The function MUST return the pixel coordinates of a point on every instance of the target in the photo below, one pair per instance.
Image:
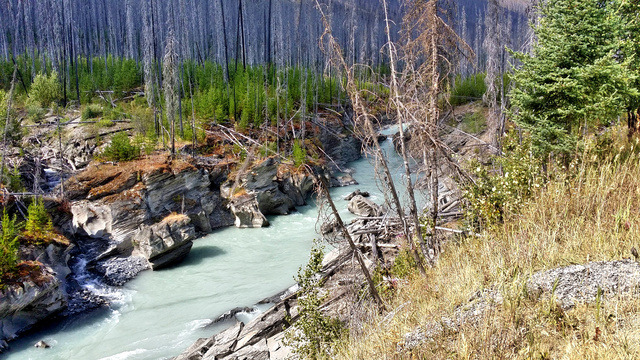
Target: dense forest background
(282, 32)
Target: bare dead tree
(397, 104)
(171, 83)
(364, 126)
(324, 190)
(429, 43)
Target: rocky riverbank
(123, 218)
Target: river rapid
(159, 314)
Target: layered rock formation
(118, 204)
(33, 300)
(266, 189)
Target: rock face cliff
(32, 300)
(123, 208)
(265, 190)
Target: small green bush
(45, 89)
(14, 131)
(38, 220)
(314, 332)
(495, 194)
(11, 179)
(474, 123)
(120, 149)
(8, 244)
(35, 112)
(91, 111)
(468, 90)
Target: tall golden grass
(590, 212)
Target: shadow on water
(49, 331)
(201, 253)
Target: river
(159, 314)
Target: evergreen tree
(630, 12)
(573, 78)
(38, 220)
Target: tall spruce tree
(574, 77)
(629, 11)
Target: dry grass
(592, 216)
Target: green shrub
(11, 179)
(314, 332)
(91, 111)
(38, 220)
(35, 112)
(474, 123)
(8, 244)
(468, 90)
(45, 89)
(299, 153)
(495, 194)
(105, 123)
(404, 264)
(120, 149)
(14, 131)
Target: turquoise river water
(159, 314)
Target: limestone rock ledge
(23, 305)
(166, 243)
(266, 189)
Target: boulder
(262, 182)
(342, 148)
(581, 283)
(357, 192)
(258, 351)
(264, 326)
(277, 349)
(224, 342)
(344, 180)
(42, 344)
(247, 213)
(361, 206)
(214, 347)
(23, 305)
(167, 242)
(111, 201)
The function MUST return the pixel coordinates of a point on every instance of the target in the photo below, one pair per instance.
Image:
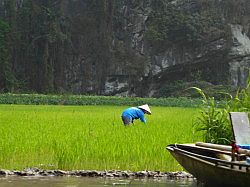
□ □ □ □ □
• [Task requirements]:
Add 104 to each number in the coordinate pairs, and write out every line of the material from the line with "Target: tall golden grass" through the end of the material, with all other lines unchanged. Leave the pictures out.

• [Complete output]:
Target: tall golden grass
(694, 316)
Target: shadow on water
(153, 435)
(305, 357)
Target: river
(263, 418)
Target: evergreen tree
(734, 116)
(677, 182)
(142, 324)
Target: tall spruce tree
(678, 181)
(733, 115)
Target: dry grass
(696, 320)
Target: green shrub
(115, 283)
(418, 436)
(195, 215)
(142, 324)
(139, 216)
(578, 227)
(112, 348)
(572, 194)
(149, 193)
(403, 257)
(599, 298)
(209, 227)
(508, 368)
(224, 253)
(118, 235)
Target: turquoise river water
(263, 418)
Target: limestone rock ledge
(127, 409)
(270, 347)
(370, 293)
Target: boulder
(366, 286)
(446, 252)
(685, 387)
(461, 296)
(362, 455)
(368, 430)
(381, 453)
(328, 446)
(448, 284)
(146, 448)
(351, 317)
(465, 310)
(318, 451)
(127, 409)
(271, 346)
(215, 305)
The function MUST return the pixel coordinates of a point on every instance of the target in the photo below, one pair per instance.
Image:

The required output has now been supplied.